Recently I posted an article from the Tribune (Chandigarh) on my blog that highlighted the fact that a lot of noise was made about Balwant Singh Rajoana, but that apart from him there are eleven more prisoners in similar situations.

“The convicts sentenced to death and languishing in the [Panjab] jails are Vikram Singh, Jasbir Singh, Balwant Singh Rajoana, Mohinder Singh, Suraj Ahluwalia, Resham Singh, Gurnayab Singh, Kulbir Singh, Gurmukh Singh, Saleem, Judge Singh and Gurwail Singh. While some were given the sentence in 2005 and 2006, others were awarded the penalty in 2007, 2011 and 2012.”
From an article by Aman Sood, Tribune News Service, April 3.

This list does not include Devinder Pal Singh Bhullar, as he is not in a Panjabi jail.

What is needed is that groups concerned with Human Rights in Panjab come together, investigate these cases and decide on a strategy.

Whatever these convicts have been up to, whatever their crimes, nobody deserves to be condemned to death and then live for years between hope of life and fear of death. And I hope that most Sikhs will agree with me that the death penalty should be abolished altogether.

I think that we should make an inventory of those that are still in prison as a result of (alleged) crimes committed during the period from the late seventies till the early nineties, some of whom might never have been convicted of any crime.

It was good that we were present in Leuven (near Brussel) when Kamal Nath addressed a conference there. But also in this type of situations we run from incident to incident, there is no strategy.

We have been told that the Indian central government has passed an amendment of the Anand Marriage Act which would allow Sikhs to marry without having to register under the Hindu Marriage Act.

In most European countries Sikhs have no problem marrying according to the Anand Karaj ceremony as set out in the Sikh Rehat Maryada, while registering their marriage under a neutral general act.

This is not a feasible option in India as long as article 25 of the constitution throws Buddhists, Hindus, Jains and Sikhs together on one messy heap !

We have to constantly hammer this point, not by denying the common roots of the four Dharmic religions, but by insisting that within that context all four have their own particular tradition.

Let us all stop saying that spiritual verses of Muslims and Hindus are included in the Guru Granth Sahib, but be specific and say that verses of Sufi Muslims and Bhakti Hindus are to be found in our Eternal Guru. That might also do away with this strange idea that Guru’s Sikhí is a cocktail of Islam and Hinduism.

509.The Man in Blue – Big decisions !

Life ain’t easy ! Those that know me and those of you who read column 503 and 504, know that I want to go back to Southall.

Although Belgian Limburg is not a bad part of the world, and although I love the walking and cycling, I do miss the big sangat and the many Gurdwaré of London. I miss the big city atmosphere and all the buses, trams, undergrounds and trains. I miss meeting with people of many cultures and religions, I miss working together with people of all different backgrounds.

And in this first generation community you do not have the diversity of sangat that you have amongst the well-established Sikhs in the UK.

Two weeks ago in the Gurdwara, after the Sunday divan, I was called into the room where committee members and some others active in the community sat together. They promised me to support me financially if that was needed to keep me one more year in Sint-Truiden. This came not just from committee members but also from ordinary members of the sangat.

I am in a difficult position. I badly want to go back to the UK (see above), but here I helped start various projects in education that are not easy to leave.

==*==

EXERCISE DESCRIPTION - Rewrite the blog text from "This is not" to "Islam and Hinduism.", replacing "Guru Granth Sahib" with "Adi Granth". The entries stored here are not needed.

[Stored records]
==*==

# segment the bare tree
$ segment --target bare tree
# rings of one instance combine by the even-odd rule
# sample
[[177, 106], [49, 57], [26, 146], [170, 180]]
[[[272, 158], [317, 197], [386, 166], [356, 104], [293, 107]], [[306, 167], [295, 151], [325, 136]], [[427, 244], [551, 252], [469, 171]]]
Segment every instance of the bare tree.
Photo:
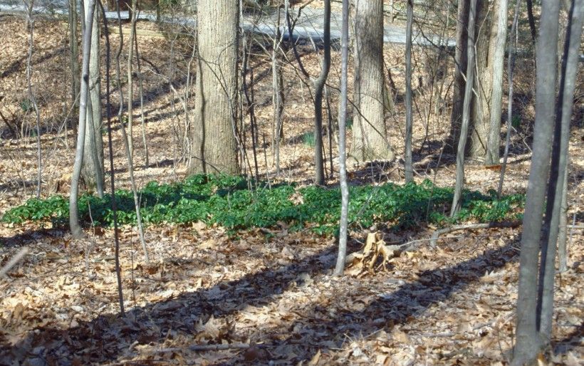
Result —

==*==

SOLVED EXERCISE -
This is not a feasible option in India as long as article 25 of the constitution throws Buddhists, Hindus, Jains and Sikhs together on one messy heap !

We have to constantly hammer this point, not by denying the common roots of the four Dharmic religions, but by insisting that within that context all four have their own particular tradition.

Let us all stop saying that spiritual verses of Muslims and Hindus are included in the Adi Granth, but be specific and say that verses of Sufi Muslims and Bhakti Hindus are to be found in our Eternal Guru. That might also do away with this strange idea that Guru’s Sikhí is a cocktail of Islam and Hinduism.